───── Passage donné
Pendant l’automne de 1854, M. Wallace fit une excursion à Malacca et au Mont-Ophir. La vieille et pittoresque cité de Malacca est bâtie le long d’une petite rivière : les rues étroites, à maisons serrées, sont habitées par des Chinois et par les descendans des Portugais ; dans les faubourgs, qui ressemblent à des jardins, se trouvent les villas des employés anglais. Le massif palais du gouvernement, le vieux fort et les ruines d’une cathédrale sont les derniers témoins de la splendeur passée de cet ancien centre du commerce international. L’idiome qu’on y parle aujourd’hui à côté de l’anglais est une sorte de phénomène philologique ; c’est le portugais dépouillé de ses terminaisons, et pour ainsi dire réduit aux racines. Les verbes n’ont plus ni modes, ni temps, ni nombres, ni personnes ; les adjectifs ont perdu le féminin et le pluriel. Eu vai signifie je vais, je suis allé, j’irai selon la circonstance. Quelques mots de malais complètent cette langue, qui offre un curieux exemple de retour à l’état primitif.
──────────
───── Données fournies
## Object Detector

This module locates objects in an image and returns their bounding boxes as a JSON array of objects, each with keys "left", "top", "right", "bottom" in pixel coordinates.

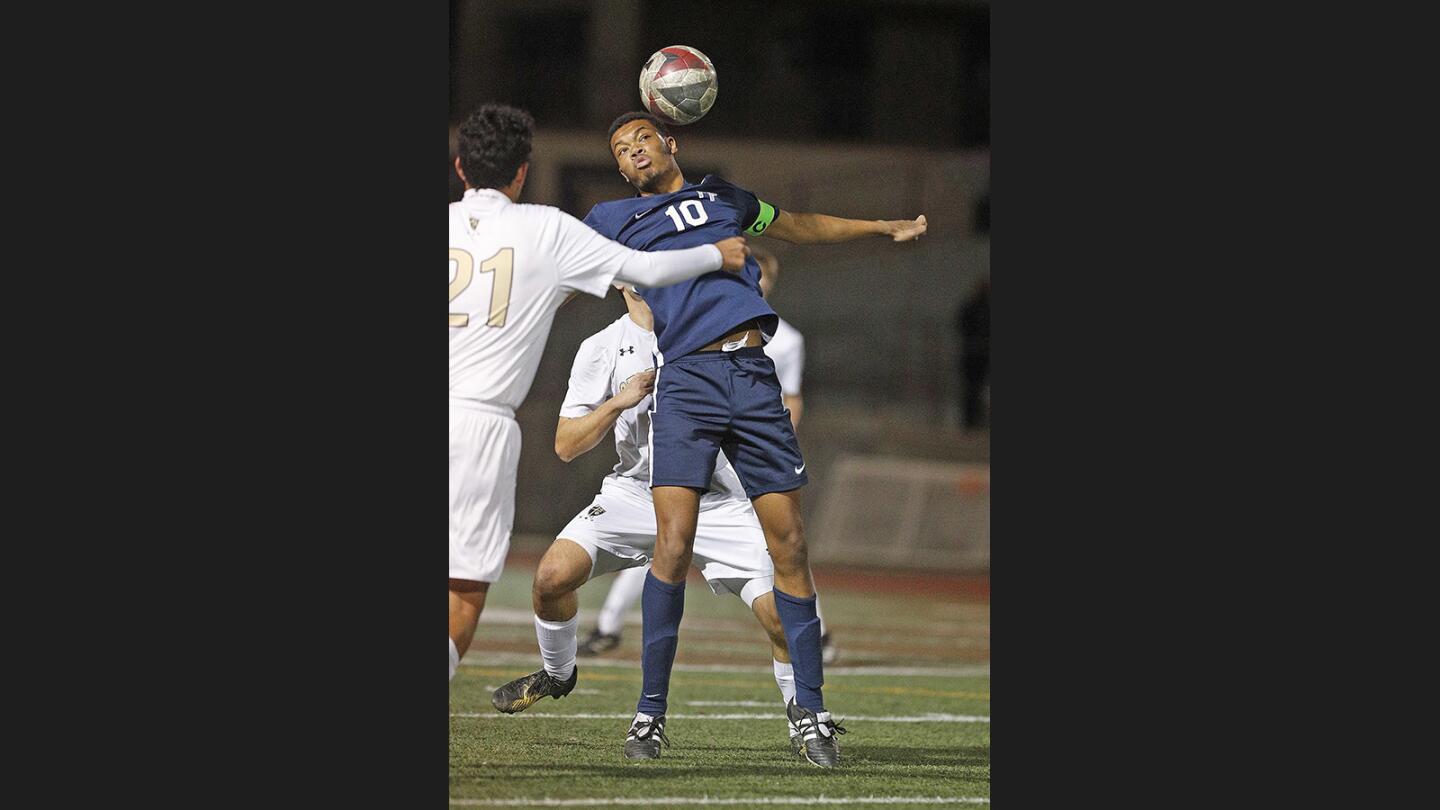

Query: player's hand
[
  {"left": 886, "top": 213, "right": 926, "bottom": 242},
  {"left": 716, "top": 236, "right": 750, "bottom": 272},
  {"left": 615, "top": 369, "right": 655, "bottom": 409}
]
──────────
=== Consigne ===
Citez intégralement le passage sur Malacca, du premier au dernier mot, sans aucune modification.

=== Réponse complète ===
Pendant l’automne de 1854, M. Wallace fit une excursion à Malacca et au Mont-Ophir. La vieille et pittoresque cité de Malacca est bâtie le long d’une petite rivière : les rues étroites, à maisons serrées, sont habitées par des Chinois et par les descendans des Portugais ; dans les faubourgs, qui ressemblent à des jardins, se trouvent les villas des employés anglais. Le massif palais du gouvernement, le vieux fort et les ruines d’une cathédrale sont les derniers témoins de la splendeur passée de cet ancien centre du commerce international. L’idiome qu’on y parle aujourd’hui à côté de l’anglais est une sorte de phénomène philologique ; c’est le portugais dépouillé de ses terminaisons, et pour ainsi dire réduit aux racines. Les verbes n’ont plus ni modes, ni temps, ni nombres, ni personnes ; les adjectifs ont perdu le féminin et le pluriel. Eu vai signifie je vais, je suis allé, j’irai selon la circonstance. Quelques mots de malais complètent cette langue, qui offre un curieux exemple de retour à l’état primitif.